■ TASK ■
Put the part of the entries that opens with the line containing "Please trace the outline of every instance of the cardboard" and closes with the line containing "156 179 L 197" into a numbered list, leaving out any blank lines.

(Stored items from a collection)
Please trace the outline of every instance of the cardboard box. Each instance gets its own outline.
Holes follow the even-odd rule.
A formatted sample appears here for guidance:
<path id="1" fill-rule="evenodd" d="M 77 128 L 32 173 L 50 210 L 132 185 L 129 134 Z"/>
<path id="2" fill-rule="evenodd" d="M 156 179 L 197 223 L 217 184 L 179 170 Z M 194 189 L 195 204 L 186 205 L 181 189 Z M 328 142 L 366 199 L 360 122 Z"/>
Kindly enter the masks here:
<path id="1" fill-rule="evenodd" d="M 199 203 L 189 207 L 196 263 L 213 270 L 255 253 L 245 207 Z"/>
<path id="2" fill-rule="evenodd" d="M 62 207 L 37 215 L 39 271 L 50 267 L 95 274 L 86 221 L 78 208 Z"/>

==

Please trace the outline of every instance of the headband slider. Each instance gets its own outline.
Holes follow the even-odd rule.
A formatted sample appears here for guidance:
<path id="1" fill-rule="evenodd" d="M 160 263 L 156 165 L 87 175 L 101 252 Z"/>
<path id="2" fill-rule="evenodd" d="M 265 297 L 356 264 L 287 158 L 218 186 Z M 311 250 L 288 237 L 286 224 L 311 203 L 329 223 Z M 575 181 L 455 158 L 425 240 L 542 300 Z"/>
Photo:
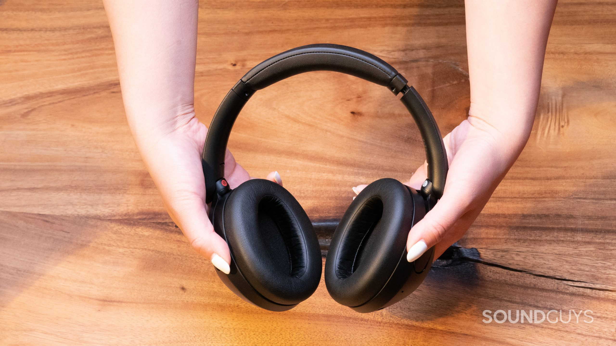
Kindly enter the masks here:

■ WORKED SOLUTION ■
1. Please trace the outline of every instance of the cardboard box. Each instance gets its own outline.
2. Holes follow the even-odd rule.
3. A formatted sample appears here for guidance:
4. <path id="1" fill-rule="evenodd" d="M 77 128 L 32 173 L 50 210 L 132 185 L 129 134 Z"/>
5. <path id="2" fill-rule="evenodd" d="M 156 179 L 197 223 L 217 184 L 179 170 Z M 194 189 L 195 204 L 186 205 L 181 189 Z M 328 142 L 366 199 L 360 122 Z"/>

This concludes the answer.